* The request *
Tally the lines in the items below that contain the string "belly", treating case as significant. Give only the number.

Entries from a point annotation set
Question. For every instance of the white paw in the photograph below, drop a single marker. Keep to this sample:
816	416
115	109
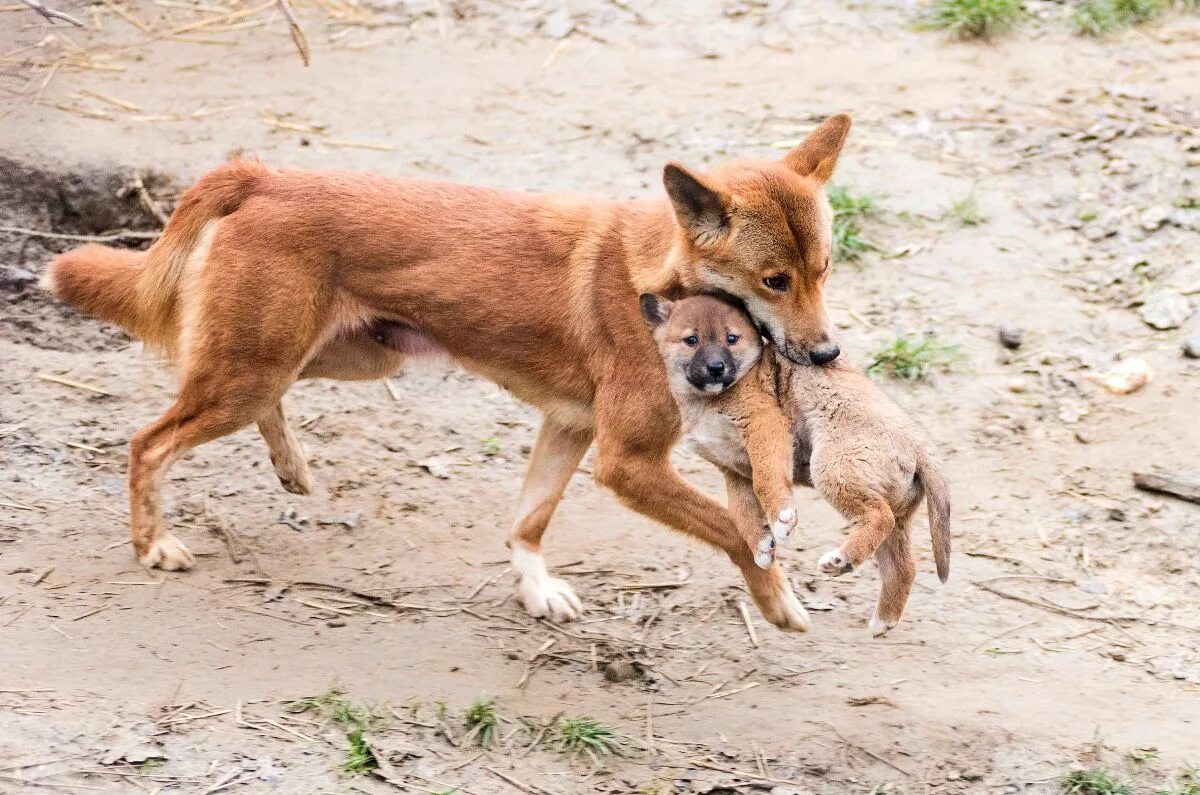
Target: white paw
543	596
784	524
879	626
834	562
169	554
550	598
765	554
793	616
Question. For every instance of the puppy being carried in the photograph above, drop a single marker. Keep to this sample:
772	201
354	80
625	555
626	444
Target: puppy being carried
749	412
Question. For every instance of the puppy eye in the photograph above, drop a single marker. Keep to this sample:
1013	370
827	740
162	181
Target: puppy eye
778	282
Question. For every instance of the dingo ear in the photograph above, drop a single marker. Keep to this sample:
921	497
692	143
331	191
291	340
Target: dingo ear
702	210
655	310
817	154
---
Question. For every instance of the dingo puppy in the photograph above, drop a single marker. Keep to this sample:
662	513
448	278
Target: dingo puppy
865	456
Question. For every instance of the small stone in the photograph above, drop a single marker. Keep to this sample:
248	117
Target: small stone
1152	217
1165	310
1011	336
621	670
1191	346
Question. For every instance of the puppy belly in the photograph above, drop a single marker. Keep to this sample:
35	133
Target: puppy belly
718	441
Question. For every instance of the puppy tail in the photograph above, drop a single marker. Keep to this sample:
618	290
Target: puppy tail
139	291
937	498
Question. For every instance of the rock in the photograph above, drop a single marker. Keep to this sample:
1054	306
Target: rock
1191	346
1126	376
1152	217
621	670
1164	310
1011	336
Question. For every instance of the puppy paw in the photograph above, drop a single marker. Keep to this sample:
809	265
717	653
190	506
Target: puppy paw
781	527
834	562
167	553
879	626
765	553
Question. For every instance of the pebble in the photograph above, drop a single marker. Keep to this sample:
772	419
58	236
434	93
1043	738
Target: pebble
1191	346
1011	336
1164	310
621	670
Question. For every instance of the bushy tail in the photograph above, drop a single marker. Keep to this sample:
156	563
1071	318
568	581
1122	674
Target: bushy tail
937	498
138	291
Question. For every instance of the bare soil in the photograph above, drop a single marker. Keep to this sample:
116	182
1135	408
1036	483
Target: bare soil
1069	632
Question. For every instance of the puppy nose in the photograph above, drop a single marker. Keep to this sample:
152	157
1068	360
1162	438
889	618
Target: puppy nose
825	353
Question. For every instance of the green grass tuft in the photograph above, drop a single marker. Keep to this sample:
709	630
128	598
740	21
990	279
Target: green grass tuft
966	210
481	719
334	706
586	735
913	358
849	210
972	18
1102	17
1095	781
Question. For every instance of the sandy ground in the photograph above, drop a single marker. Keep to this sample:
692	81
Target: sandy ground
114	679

* In response *
2